* START Dataset records *

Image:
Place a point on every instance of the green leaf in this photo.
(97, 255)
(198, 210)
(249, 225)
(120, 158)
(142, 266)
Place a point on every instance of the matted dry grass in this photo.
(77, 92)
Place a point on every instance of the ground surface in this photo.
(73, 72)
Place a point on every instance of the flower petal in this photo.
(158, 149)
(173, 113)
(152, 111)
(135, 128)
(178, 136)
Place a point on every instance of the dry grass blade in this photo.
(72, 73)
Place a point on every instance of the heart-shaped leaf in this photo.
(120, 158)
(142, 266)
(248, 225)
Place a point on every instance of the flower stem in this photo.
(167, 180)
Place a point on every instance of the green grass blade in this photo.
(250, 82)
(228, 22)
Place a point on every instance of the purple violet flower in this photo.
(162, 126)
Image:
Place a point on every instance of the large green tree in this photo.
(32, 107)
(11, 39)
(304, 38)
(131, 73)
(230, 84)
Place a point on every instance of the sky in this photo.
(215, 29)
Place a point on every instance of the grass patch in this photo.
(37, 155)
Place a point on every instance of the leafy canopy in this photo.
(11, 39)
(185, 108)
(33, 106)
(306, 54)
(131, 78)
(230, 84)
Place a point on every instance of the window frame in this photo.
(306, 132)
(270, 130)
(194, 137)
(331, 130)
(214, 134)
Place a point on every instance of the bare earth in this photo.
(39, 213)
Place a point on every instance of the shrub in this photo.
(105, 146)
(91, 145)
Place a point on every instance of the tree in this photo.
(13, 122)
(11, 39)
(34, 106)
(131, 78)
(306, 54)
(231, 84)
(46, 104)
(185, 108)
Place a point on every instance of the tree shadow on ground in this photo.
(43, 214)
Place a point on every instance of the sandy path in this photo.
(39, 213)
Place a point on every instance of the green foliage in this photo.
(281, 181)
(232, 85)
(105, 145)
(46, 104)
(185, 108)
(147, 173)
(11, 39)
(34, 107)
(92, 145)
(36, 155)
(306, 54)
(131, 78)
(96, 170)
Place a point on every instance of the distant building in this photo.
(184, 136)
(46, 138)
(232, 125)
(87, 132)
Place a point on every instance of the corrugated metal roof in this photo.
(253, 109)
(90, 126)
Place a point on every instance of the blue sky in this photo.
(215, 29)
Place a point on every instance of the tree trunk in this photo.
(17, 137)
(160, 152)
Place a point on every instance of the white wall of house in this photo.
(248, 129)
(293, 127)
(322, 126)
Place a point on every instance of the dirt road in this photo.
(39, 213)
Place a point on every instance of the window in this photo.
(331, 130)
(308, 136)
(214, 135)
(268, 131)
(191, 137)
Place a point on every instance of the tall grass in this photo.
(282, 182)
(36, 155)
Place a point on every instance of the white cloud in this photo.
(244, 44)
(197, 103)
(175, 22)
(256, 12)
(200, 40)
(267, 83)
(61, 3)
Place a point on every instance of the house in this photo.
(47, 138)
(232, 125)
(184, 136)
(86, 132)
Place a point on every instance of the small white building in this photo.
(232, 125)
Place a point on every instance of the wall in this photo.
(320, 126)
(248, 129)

* END Dataset records *

== Aim ==
Retype all the records, matching them exactly.

== Output for this task ==
Image:
Place a point on every instance of the green leaf in this photo.
(97, 255)
(198, 210)
(249, 225)
(120, 158)
(142, 266)
Place a point on every instance of the matted dry grass in this photo.
(77, 92)
Place a point on every instance of the ground surface in this photo.
(73, 72)
Place a point on every instance of the flower petal in this photo.
(158, 149)
(173, 113)
(152, 111)
(135, 128)
(178, 136)
Place a point on every instance of the dry grass blade in this photo.
(72, 73)
Place a point on every instance of the heart-shaped leaf in this photo.
(120, 158)
(142, 266)
(248, 225)
Place a point on every instance of the flower stem in this photo.
(167, 180)
Place a point on every instance of the green grass blade in this photo.
(250, 82)
(228, 22)
Place a point on every instance of the purple violet flower in this photo.
(162, 126)
Image:
Place a point on every instance of the large green tree in this photo.
(32, 107)
(11, 39)
(304, 38)
(131, 73)
(230, 84)
Place a point on every instance of the sky in this photo.
(215, 29)
Place a point on every instance of the grass patch in this photo.
(37, 155)
Place a point on every instance of the leafy canopy in this photo.
(11, 39)
(185, 108)
(33, 106)
(306, 54)
(131, 78)
(230, 84)
Place a point on every instance of the window frame in this photo.
(306, 132)
(270, 130)
(194, 137)
(331, 130)
(214, 134)
Place a point on every instance of the bare earth in this photo.
(39, 213)
Place a point on every instance of the shrub in this photo.
(105, 146)
(91, 145)
Place a point on every instance of the tree in this photo.
(13, 122)
(11, 39)
(34, 106)
(131, 78)
(306, 54)
(231, 84)
(46, 104)
(185, 108)
Place a point on every instance of the tree shadow on ground in this photo.
(43, 214)
Place a point on every instance of the sandy path in this photo.
(39, 213)
Place a point on every instance of the green foliage in this photo.
(281, 181)
(232, 85)
(105, 145)
(46, 104)
(185, 108)
(147, 173)
(11, 39)
(34, 107)
(92, 145)
(36, 155)
(306, 54)
(131, 78)
(96, 170)
Place a point on every instance of the distant building in this photo.
(184, 136)
(46, 138)
(232, 125)
(87, 132)
Place a point on every instance of the corrugated metal roof in this photo.
(253, 109)
(90, 126)
Place a point on every instance of the blue sky in this photo.
(215, 29)
Place a point on every instance of the tree trunk in this photo.
(17, 137)
(160, 152)
Place a point on every instance of the white wall of house in this photo.
(248, 129)
(293, 127)
(322, 126)
Place a point on every instance of the dirt road in this photo.
(39, 213)
Place a point on every instance of the window in this photo.
(331, 130)
(308, 136)
(214, 135)
(268, 131)
(191, 137)
Place a point on every instance of the tall grass in this photo.
(282, 182)
(36, 155)
Place a point on every instance of the white cloud in this photo.
(244, 44)
(197, 103)
(175, 22)
(256, 12)
(200, 40)
(267, 83)
(61, 3)
Place a point on every instance of the house in this photo.
(47, 138)
(232, 125)
(184, 136)
(86, 132)
Place a point on every instance of the small white building in this photo.
(232, 125)
Place a point on every instance of the wall in this photo.
(320, 126)
(248, 129)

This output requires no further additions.